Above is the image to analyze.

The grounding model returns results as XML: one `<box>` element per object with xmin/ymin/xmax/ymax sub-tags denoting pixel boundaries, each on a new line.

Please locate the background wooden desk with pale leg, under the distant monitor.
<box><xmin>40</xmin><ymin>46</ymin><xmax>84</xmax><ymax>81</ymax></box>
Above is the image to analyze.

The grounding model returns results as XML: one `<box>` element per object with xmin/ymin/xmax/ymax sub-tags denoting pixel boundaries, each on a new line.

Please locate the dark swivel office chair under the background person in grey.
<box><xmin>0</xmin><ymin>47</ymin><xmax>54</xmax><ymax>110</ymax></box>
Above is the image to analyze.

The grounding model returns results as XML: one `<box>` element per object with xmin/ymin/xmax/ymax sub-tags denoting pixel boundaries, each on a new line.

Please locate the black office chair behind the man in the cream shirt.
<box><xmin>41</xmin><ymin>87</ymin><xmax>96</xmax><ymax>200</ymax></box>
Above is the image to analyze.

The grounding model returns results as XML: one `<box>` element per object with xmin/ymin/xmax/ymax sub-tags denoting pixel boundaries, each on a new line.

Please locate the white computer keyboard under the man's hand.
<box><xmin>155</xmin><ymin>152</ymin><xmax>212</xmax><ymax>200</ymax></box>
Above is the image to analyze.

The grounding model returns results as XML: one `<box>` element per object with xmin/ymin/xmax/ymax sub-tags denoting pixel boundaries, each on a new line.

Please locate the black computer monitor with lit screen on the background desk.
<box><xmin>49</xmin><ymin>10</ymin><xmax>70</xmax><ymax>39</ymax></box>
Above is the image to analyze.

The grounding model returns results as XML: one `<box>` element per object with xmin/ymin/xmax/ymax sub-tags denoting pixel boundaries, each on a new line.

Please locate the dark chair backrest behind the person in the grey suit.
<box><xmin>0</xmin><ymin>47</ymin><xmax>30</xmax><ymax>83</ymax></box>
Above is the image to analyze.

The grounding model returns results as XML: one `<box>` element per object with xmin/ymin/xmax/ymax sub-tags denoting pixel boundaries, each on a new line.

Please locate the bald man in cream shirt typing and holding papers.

○ ○ ○ ○ ○

--- The problem ---
Restate the data in full so that no line differs from the original.

--- Output ---
Above is the image to analyze.

The grounding model returns results as XML: one `<box>` element per object with xmin/ymin/xmax/ymax sub-tags denoting pixel boundaries, each on a new line.

Please locate the background wooden desk with pale leg, under the distant monitor.
<box><xmin>40</xmin><ymin>46</ymin><xmax>84</xmax><ymax>81</ymax></box>
Above is the image to analyze.

The grounding model returns results as XML: one `<box>` element per object with xmin/ymin/xmax/ymax sub-tags denoting pixel boundaries, each on a new line.

Please locate the dark swivel office chair under the background person in grey.
<box><xmin>0</xmin><ymin>47</ymin><xmax>54</xmax><ymax>110</ymax></box>
Above is the image to analyze.

The grounding model returns results as XML: one `<box>` element per object with xmin/ymin/xmax/ymax sub-tags denoting pixel boundaries, each on a new line.

Please locate the black office chair behind the man in the cream shirt.
<box><xmin>41</xmin><ymin>87</ymin><xmax>96</xmax><ymax>200</ymax></box>
Above is the image to analyze.

The grounding model returns results as XML: one `<box>` element per object with xmin/ymin/xmax/ymax sub-tags denoting pixel boundaries, each on a new line.

Please locate the white computer keyboard under the man's hand.
<box><xmin>155</xmin><ymin>152</ymin><xmax>212</xmax><ymax>200</ymax></box>
Above is the image to analyze.

The grounding model returns results as XML: one `<box>` element per object with xmin/ymin/xmax/ymax sub-tags denoting pixel boundaries, each on a new line.

Please locate the black computer monitor with lit screen on the background desk.
<box><xmin>49</xmin><ymin>10</ymin><xmax>70</xmax><ymax>39</ymax></box>
Above is the image to analyze.

The grounding model returns results as XML: one `<box>` element per object with xmin/ymin/xmax/ymax sub-tags denoting pixel boundaries, each on a new line.

Please locate the dark chair backrest behind the person in the grey suit.
<box><xmin>0</xmin><ymin>47</ymin><xmax>30</xmax><ymax>83</ymax></box>
Above is the image to analyze.

The grounding model returns results as XML: one `<box>` element per object with xmin/ymin/xmax/ymax sub-tags denoting pixel boundaries, each on a new line.

Please locate the bald man in cream shirt typing and holding papers.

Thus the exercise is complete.